In the copy, every record below must appear exactly as given, and no picture may appear.

-- Recorded information follows --

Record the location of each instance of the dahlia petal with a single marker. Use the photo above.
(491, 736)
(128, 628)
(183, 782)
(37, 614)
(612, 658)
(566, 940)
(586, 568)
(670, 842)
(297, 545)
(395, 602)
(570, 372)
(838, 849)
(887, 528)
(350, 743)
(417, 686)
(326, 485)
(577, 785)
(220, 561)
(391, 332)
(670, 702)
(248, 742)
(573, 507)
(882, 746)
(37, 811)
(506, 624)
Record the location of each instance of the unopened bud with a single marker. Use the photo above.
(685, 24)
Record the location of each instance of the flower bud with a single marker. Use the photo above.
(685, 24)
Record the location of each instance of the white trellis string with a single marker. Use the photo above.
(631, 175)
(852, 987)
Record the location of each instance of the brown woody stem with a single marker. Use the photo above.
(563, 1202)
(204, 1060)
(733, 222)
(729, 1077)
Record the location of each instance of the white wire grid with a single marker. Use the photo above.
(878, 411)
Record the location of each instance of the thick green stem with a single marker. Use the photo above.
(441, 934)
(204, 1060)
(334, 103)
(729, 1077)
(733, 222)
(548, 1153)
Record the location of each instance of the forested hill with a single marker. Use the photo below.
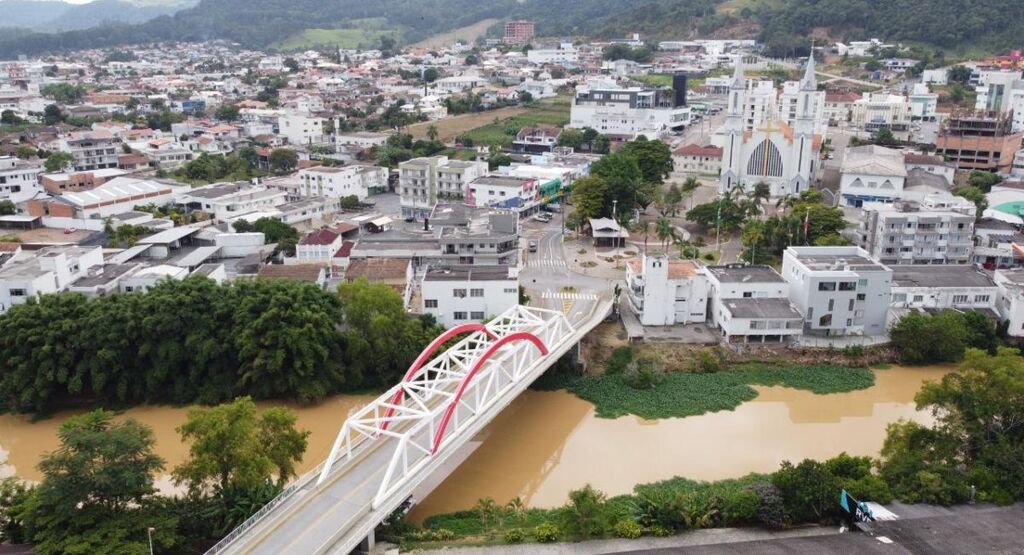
(991, 25)
(784, 25)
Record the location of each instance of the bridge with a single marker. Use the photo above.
(392, 444)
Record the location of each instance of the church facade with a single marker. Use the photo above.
(783, 155)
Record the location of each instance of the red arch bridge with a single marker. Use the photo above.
(392, 444)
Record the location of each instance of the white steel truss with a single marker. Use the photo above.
(427, 411)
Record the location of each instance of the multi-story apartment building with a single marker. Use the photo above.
(518, 32)
(979, 141)
(91, 150)
(881, 110)
(629, 112)
(423, 181)
(459, 295)
(663, 292)
(939, 229)
(751, 303)
(18, 179)
(354, 179)
(838, 290)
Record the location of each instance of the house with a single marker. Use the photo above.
(692, 160)
(935, 287)
(395, 272)
(50, 269)
(459, 295)
(751, 303)
(663, 292)
(536, 139)
(311, 273)
(872, 174)
(318, 247)
(838, 290)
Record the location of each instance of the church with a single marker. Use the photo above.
(784, 155)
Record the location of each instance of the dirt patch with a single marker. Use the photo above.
(449, 128)
(468, 34)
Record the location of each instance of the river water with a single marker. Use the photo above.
(547, 443)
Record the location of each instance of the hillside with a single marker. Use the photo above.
(50, 15)
(783, 25)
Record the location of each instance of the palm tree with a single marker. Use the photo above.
(665, 230)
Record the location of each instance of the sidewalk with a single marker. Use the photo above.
(694, 538)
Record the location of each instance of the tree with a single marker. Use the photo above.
(665, 230)
(653, 158)
(588, 197)
(231, 449)
(97, 494)
(228, 113)
(923, 339)
(587, 513)
(284, 160)
(57, 162)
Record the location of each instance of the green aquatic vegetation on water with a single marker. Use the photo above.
(685, 393)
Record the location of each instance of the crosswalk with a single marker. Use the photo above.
(546, 263)
(567, 296)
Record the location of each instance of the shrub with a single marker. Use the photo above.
(662, 531)
(546, 532)
(771, 510)
(628, 529)
(621, 357)
(514, 536)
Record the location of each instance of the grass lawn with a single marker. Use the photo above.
(505, 129)
(689, 393)
(361, 34)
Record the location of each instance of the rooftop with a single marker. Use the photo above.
(761, 308)
(939, 275)
(731, 273)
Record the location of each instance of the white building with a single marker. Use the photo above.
(941, 287)
(871, 174)
(752, 303)
(301, 129)
(226, 202)
(937, 229)
(780, 155)
(1011, 299)
(838, 290)
(342, 181)
(629, 112)
(457, 296)
(18, 179)
(422, 181)
(47, 270)
(879, 110)
(663, 292)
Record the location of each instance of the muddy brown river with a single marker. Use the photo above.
(547, 443)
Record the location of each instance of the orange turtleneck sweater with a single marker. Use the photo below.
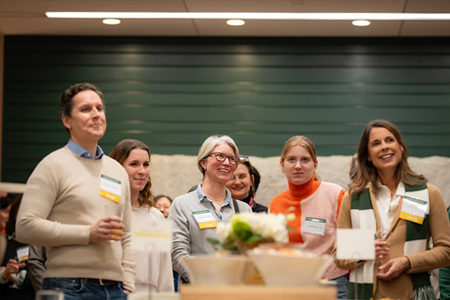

-- Recorded information concluded --

• [Output for this exercise]
Record the location of each instance of the dahlia petal with a single marker. Use the photo above.
(491, 736)
(128, 628)
(183, 782)
(37, 614)
(612, 658)
(566, 940)
(586, 568)
(670, 842)
(297, 545)
(395, 602)
(570, 372)
(838, 849)
(887, 528)
(350, 743)
(417, 686)
(326, 485)
(577, 785)
(220, 561)
(391, 332)
(670, 702)
(248, 742)
(573, 507)
(882, 746)
(37, 811)
(506, 624)
Record the location of each instance of the unopened bud with a single marker. Use the photo above.
(685, 24)
Record the location of each instance of the flower bud with a single marker. Use the photo above.
(685, 24)
Record the location of each instance of the white trellis string with a single marker. Use the photo above.
(631, 175)
(852, 987)
Record the location of each instance of the brown woody stem with a single marker. Use the photo above.
(563, 1202)
(204, 1060)
(733, 222)
(729, 1077)
Record the location of each instance of the white wire grid with a single marker. Use the photo above.
(878, 411)
Record the location of each instance of the thick green stem with a single marker. Use the photo above.
(441, 934)
(204, 1060)
(334, 103)
(729, 1077)
(733, 222)
(548, 1153)
Record the location of each instance of the forested hill with a single marker. Use the photo below.
(991, 25)
(784, 25)
Record the location of each instance of the bridge with a single marker. Use the photo above.
(392, 444)
Record the location of each instance of the church facade with a single marker. Use the photo above.
(783, 155)
Record the location of each instance of the red arch bridge with a single marker. Use the photo above.
(392, 444)
Record the location of each instance of the white steel truss with a single marker. Use the photo above.
(427, 411)
Record the location of each instance of the multi-story apartment building with a single marker. Use the photo above.
(518, 32)
(979, 141)
(91, 150)
(881, 110)
(629, 112)
(423, 181)
(459, 295)
(663, 292)
(939, 229)
(751, 303)
(18, 179)
(354, 179)
(838, 290)
Record the location of each instance of the house with a single marker. Use the photo above.
(692, 160)
(935, 287)
(395, 272)
(50, 269)
(459, 295)
(751, 303)
(663, 292)
(536, 139)
(311, 273)
(872, 174)
(318, 247)
(838, 290)
Record the location of each instance of the church with a single marker. Use the photo above.
(784, 155)
Record the location of each instance of the dirt patch with a single marker. Use the photo above.
(449, 128)
(468, 34)
Record the location of each instance of the river water with a single marker. Use the photo above.
(547, 443)
Record the location of each instance of the hillside with a single marker. Use the photo above.
(50, 15)
(783, 25)
Record the location of each instance of the palm tree with a single marker. Use the photo above.
(665, 230)
Record the location of each instance of the sidewalk with a single marker. Use the photo above.
(694, 538)
Record the location of each instance of the tree with a single marker. Use the photo above.
(665, 230)
(653, 158)
(588, 197)
(231, 449)
(97, 494)
(228, 113)
(923, 339)
(587, 513)
(284, 160)
(57, 162)
Record the location of each instance of the green aquatic vegetation on water with a single marker. Use the photo above.
(685, 393)
Record the location of each instance of the crosswalk with a single marker. Use the photo above.
(546, 263)
(567, 296)
Record the location of each instance of the shrub with a single marker. Use the photo above.
(662, 531)
(546, 532)
(771, 510)
(628, 529)
(621, 357)
(514, 536)
Record the location of each instance of the grass lawn with a single marker. Use the photo above.
(505, 129)
(689, 393)
(361, 34)
Record the location of each instance of the rooftop with a single marker. Use the photo above.
(761, 308)
(939, 275)
(731, 273)
Record the location of each instance of the white building with a single marker. Use the photo above.
(941, 287)
(871, 174)
(752, 303)
(301, 129)
(226, 202)
(937, 229)
(780, 155)
(1011, 299)
(838, 290)
(342, 181)
(629, 112)
(457, 296)
(18, 179)
(422, 181)
(47, 270)
(879, 110)
(663, 292)
Record the location of each instance of the muddy brown river with a single marker. Use the photo above.
(547, 443)
Record the location of each instance of the orange turtleneck sweater with a single marker. Use the photo below.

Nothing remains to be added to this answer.